- TASK TO COMPLETE
Read the data that follows. Then repeat it exactly.

-----

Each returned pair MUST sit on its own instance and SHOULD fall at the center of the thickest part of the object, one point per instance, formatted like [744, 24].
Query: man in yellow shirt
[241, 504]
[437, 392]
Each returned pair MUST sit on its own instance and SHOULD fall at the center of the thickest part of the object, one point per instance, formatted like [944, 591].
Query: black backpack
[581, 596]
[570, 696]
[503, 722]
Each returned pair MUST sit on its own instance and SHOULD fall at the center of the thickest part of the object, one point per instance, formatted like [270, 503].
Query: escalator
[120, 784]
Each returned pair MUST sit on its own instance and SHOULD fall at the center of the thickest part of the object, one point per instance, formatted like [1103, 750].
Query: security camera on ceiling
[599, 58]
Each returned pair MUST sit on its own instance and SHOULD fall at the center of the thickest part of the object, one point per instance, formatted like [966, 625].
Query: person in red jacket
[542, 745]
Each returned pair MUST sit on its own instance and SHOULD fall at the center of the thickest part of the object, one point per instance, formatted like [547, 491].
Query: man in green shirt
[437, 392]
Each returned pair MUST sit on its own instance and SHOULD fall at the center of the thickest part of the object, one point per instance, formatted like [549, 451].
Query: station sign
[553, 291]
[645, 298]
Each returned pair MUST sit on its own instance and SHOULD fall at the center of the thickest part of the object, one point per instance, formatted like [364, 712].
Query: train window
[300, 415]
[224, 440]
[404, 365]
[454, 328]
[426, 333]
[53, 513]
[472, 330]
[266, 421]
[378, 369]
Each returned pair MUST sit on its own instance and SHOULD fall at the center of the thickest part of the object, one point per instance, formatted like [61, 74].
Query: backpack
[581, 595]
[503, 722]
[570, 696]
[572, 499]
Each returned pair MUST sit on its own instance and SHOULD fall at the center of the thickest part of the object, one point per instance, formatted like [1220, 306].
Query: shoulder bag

-----

- EXERCISE OUTPUT
Each returned pair MUST sit on its own instance and SHOULD fall at the center of the thickest part of the object, one point per instance, formatted like [744, 24].
Query: man in yellow shirt
[241, 504]
[437, 392]
Each returned pair MUST sit on its own instance and SHOULD fall at the center of the thickest part of the object, one point per instance, formatted like [944, 591].
Query: black backpack
[581, 596]
[570, 696]
[503, 722]
Each returned pair MUST sit on its own instance and SHOULD fall at the center of the thickest part of the object, one point per instance, formatted like [270, 503].
Query: escalator
[120, 784]
Each returned pair MUST sit on its own instance and SHOULD fall at the center of the thickest part of the object, one point per instance, formatted like [1103, 750].
Query: security camera on ceiling
[599, 58]
Each returned pair MUST sit on its own instance and SHOULD fall at the center of the thickest part of the object, one point per instance, formatted like [966, 625].
Query: person in red jacket
[542, 745]
Each returned pair MUST sit on its own instance and SHOULD fall at the center of the thickest part of the object, one point per instance, formatted like [547, 491].
Query: man in green shirt
[437, 392]
Each returned pair MUST sit on its own instance and SHOULD fall at the center of the thickest part of the object, one point per instance, formatted like [549, 451].
Query: station sign
[553, 291]
[645, 298]
Each returned pair MUST sit on its own instance and SHOULD fall at the center of the thickest part of the object, one point per instance, formatted like [364, 712].
Query: train window
[300, 415]
[224, 440]
[404, 365]
[454, 328]
[426, 333]
[53, 513]
[472, 330]
[266, 421]
[378, 369]
Each returned pair MUST sit on its own instance and SHOULD fall at the center of the thickest part of the object, one point per instance, formatted like [61, 74].
Query: backpack
[581, 595]
[503, 722]
[570, 696]
[572, 499]
Each returned pair MUST sit on its own instance and SHOULD fall at the center of the thickest part of the object, one point per instance, formatted like [1220, 306].
Query: shoulder bag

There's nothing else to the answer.